## TO DO:
Render the material from the line holding "green grass -> box" through the line holding "238,216 -> 539,407", inclusive, as a Markdown table with the columns Row and Line. Give each line a row number and leave out blank lines.

[Box-labeled dataset extracts]
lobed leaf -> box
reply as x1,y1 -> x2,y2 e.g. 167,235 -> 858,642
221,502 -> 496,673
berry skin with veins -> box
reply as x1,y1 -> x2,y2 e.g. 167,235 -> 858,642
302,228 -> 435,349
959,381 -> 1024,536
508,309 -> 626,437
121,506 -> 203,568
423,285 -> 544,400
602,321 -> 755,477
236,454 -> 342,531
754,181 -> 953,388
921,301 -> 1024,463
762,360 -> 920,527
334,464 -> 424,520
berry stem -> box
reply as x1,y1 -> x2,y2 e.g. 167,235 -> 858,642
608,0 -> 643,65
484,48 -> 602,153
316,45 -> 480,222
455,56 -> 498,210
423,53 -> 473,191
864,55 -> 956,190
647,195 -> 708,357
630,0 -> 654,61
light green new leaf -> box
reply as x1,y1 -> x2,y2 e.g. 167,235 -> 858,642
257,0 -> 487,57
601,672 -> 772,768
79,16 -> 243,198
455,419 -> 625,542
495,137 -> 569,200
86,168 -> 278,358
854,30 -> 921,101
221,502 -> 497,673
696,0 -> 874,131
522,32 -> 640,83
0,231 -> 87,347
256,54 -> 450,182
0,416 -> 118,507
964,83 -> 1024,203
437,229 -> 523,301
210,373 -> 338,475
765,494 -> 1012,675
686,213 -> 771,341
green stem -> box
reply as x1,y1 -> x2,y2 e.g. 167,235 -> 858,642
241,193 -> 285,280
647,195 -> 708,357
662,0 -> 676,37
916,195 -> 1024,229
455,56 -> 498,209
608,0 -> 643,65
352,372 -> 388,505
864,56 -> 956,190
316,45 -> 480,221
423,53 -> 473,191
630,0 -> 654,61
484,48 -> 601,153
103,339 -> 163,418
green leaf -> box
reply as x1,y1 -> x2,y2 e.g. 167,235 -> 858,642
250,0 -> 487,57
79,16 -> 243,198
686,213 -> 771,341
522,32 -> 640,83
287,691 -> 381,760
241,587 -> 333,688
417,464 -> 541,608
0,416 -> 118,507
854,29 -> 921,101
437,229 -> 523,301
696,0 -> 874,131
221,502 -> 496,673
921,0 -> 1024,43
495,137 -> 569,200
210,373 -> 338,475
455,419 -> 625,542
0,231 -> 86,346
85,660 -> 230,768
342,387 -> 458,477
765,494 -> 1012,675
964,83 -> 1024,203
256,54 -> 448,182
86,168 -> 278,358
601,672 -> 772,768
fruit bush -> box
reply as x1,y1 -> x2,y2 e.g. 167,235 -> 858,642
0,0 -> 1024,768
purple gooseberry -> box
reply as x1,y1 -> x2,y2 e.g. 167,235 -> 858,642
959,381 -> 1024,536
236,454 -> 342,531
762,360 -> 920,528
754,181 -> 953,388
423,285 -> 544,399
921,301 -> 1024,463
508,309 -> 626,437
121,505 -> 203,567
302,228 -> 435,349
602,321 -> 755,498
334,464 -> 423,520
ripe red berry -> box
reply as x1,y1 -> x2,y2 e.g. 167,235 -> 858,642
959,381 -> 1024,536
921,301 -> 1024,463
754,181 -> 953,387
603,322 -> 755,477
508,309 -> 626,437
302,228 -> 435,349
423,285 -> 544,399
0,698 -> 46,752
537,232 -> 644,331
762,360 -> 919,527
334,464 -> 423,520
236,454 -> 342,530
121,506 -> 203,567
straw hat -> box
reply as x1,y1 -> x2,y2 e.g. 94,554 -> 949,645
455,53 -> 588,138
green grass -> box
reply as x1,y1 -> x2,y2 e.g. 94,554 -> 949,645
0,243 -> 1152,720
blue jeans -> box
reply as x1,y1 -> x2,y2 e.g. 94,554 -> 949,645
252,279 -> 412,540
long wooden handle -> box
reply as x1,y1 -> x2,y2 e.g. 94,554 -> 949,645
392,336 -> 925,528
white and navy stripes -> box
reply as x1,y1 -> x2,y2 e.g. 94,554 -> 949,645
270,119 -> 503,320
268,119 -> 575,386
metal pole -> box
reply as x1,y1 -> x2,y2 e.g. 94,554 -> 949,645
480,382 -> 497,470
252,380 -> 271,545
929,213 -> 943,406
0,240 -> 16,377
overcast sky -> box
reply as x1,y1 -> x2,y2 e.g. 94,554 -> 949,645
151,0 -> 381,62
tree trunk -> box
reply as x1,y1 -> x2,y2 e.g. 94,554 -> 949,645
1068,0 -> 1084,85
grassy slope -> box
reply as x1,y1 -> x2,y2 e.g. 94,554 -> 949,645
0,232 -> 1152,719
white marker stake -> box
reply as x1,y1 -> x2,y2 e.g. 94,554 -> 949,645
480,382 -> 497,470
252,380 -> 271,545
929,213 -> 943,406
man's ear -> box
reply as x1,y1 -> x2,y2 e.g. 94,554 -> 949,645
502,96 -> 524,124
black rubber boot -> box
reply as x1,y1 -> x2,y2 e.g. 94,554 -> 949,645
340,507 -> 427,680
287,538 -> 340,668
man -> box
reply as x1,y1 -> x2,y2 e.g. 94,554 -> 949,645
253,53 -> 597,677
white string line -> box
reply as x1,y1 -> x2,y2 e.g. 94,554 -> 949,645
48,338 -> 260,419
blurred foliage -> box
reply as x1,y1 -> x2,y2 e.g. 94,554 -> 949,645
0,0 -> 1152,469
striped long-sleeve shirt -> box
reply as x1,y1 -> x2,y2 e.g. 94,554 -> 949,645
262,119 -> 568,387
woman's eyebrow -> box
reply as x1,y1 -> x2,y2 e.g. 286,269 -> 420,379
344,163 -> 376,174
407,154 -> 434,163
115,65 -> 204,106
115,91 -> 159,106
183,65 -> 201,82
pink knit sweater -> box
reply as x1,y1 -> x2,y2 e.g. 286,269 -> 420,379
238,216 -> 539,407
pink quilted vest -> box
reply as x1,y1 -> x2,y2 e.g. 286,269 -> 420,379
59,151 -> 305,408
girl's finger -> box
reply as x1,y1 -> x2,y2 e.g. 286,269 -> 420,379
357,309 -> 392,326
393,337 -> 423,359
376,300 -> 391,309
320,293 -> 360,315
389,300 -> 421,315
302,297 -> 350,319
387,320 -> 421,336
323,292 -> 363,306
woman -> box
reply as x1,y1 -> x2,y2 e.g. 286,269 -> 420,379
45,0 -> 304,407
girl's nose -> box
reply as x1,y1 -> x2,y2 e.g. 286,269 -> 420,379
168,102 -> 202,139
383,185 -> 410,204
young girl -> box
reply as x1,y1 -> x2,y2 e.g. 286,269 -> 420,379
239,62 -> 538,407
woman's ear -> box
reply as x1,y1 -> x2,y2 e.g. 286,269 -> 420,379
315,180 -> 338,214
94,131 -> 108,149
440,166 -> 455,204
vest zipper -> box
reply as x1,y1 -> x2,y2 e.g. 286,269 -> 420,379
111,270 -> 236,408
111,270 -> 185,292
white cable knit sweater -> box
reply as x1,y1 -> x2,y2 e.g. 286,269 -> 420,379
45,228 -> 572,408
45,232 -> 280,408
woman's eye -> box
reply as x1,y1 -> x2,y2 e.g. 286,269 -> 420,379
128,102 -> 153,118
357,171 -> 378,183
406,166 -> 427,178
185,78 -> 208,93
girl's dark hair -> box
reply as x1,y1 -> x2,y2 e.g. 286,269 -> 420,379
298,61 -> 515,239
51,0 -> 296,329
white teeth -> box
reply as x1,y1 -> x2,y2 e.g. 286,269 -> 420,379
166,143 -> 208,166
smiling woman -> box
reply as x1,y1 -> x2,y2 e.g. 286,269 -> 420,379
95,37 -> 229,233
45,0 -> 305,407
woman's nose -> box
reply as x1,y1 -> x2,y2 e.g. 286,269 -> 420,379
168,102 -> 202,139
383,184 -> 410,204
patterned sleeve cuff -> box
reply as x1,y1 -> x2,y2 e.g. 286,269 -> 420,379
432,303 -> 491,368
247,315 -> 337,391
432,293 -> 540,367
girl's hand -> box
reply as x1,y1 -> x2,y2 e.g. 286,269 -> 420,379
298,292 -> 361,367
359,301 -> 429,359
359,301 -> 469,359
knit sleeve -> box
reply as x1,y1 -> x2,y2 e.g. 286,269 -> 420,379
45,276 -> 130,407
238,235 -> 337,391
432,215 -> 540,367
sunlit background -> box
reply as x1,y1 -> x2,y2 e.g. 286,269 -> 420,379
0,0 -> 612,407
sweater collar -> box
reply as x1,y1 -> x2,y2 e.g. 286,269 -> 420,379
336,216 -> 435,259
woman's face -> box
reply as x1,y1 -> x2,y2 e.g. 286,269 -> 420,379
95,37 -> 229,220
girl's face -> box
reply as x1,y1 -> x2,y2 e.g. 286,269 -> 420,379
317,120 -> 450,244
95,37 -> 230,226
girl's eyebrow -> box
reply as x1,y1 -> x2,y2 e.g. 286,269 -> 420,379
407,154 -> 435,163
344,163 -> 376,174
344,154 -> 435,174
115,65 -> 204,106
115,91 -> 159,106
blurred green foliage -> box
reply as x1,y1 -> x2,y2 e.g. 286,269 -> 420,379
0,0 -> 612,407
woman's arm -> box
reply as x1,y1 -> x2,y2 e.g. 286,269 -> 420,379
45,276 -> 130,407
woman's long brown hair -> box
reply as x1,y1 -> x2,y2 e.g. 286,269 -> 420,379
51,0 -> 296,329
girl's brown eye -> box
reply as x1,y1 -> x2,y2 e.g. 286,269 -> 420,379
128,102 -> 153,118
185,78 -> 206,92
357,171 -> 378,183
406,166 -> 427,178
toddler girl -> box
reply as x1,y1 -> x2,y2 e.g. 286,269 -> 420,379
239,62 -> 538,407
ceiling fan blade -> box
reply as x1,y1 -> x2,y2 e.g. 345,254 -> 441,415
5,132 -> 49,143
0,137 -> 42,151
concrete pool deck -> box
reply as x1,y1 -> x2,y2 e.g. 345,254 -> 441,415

## EXERCISE OUTPUT:
| Row | Line |
|---|---|
| 1 | green grass -> box |
| 2 | reply as x1,y1 -> x2,y2 e.g. 94,554 -> 949,645 |
| 3 | 0,243 -> 1152,720 |
| 4 | blue jeans -> box |
| 5 | reply as x1,y1 -> x2,y2 e.g. 94,554 -> 949,645 |
| 6 | 252,279 -> 412,540 |
| 7 | long wooden handle -> box |
| 8 | reply as x1,y1 -> x2,y2 e.g. 94,554 -> 949,645 |
| 9 | 392,336 -> 925,528 |
| 10 | white and navy stripes -> box |
| 11 | reply as x1,y1 -> x2,y2 e.g. 94,554 -> 949,645 |
| 12 | 270,119 -> 503,320 |
| 13 | 268,119 -> 575,386 |
| 14 | metal pole -> box |
| 15 | reply as x1,y1 -> x2,y2 e.g. 94,554 -> 949,645 |
| 16 | 480,382 -> 497,470 |
| 17 | 252,380 -> 271,545 |
| 18 | 929,213 -> 943,406 |
| 19 | 0,240 -> 16,377 |
| 20 | overcast sky -> box |
| 21 | reply as x1,y1 -> x2,y2 e.g. 94,554 -> 949,645 |
| 22 | 151,0 -> 381,62 |
| 23 | tree trunk -> box |
| 24 | reply as x1,y1 -> x2,y2 e.g. 94,554 -> 949,645 |
| 25 | 1068,0 -> 1084,85 |
| 26 | grassy slope -> box |
| 27 | reply as x1,y1 -> x2,y2 e.g. 94,554 -> 949,645 |
| 28 | 0,232 -> 1152,719 |
| 29 | white marker stake -> box |
| 30 | reply as x1,y1 -> x2,y2 e.g. 94,554 -> 949,645 |
| 31 | 480,382 -> 497,470 |
| 32 | 252,380 -> 271,545 |
| 33 | 929,213 -> 943,406 |
| 34 | man's ear -> box |
| 35 | reply as x1,y1 -> x2,y2 e.g. 94,554 -> 949,645 |
| 36 | 502,96 -> 524,124 |
| 37 | black rubber boot -> box |
| 38 | reply as x1,y1 -> x2,y2 e.g. 94,554 -> 949,645 |
| 39 | 340,507 -> 427,680 |
| 40 | 287,538 -> 340,668 |
| 41 | man -> box |
| 42 | reply as x1,y1 -> x2,y2 e.g. 94,554 -> 949,645 |
| 43 | 253,53 -> 597,677 |
| 44 | white string line -> box |
| 45 | reply as x1,y1 -> x2,y2 e.g. 94,554 -> 949,645 |
| 46 | 48,338 -> 260,419 |
| 47 | blurred foliage -> box |
| 48 | reply as x1,y1 -> x2,y2 e.g. 94,554 -> 949,645 |
| 49 | 0,0 -> 1152,469 |
| 50 | striped long-sleeve shirt -> box |
| 51 | reply as x1,y1 -> x2,y2 e.g. 94,554 -> 949,645 |
| 52 | 262,119 -> 568,387 |
| 53 | woman's eyebrow -> box |
| 54 | reply as x1,y1 -> x2,y2 e.g. 286,269 -> 420,379 |
| 55 | 344,163 -> 376,174 |
| 56 | 407,154 -> 434,163 |
| 57 | 115,65 -> 204,106 |
| 58 | 115,91 -> 159,106 |
| 59 | 183,65 -> 201,82 |
| 60 | pink knit sweater -> box |
| 61 | reply as x1,y1 -> x2,y2 e.g. 286,269 -> 420,379 |
| 62 | 238,216 -> 539,407 |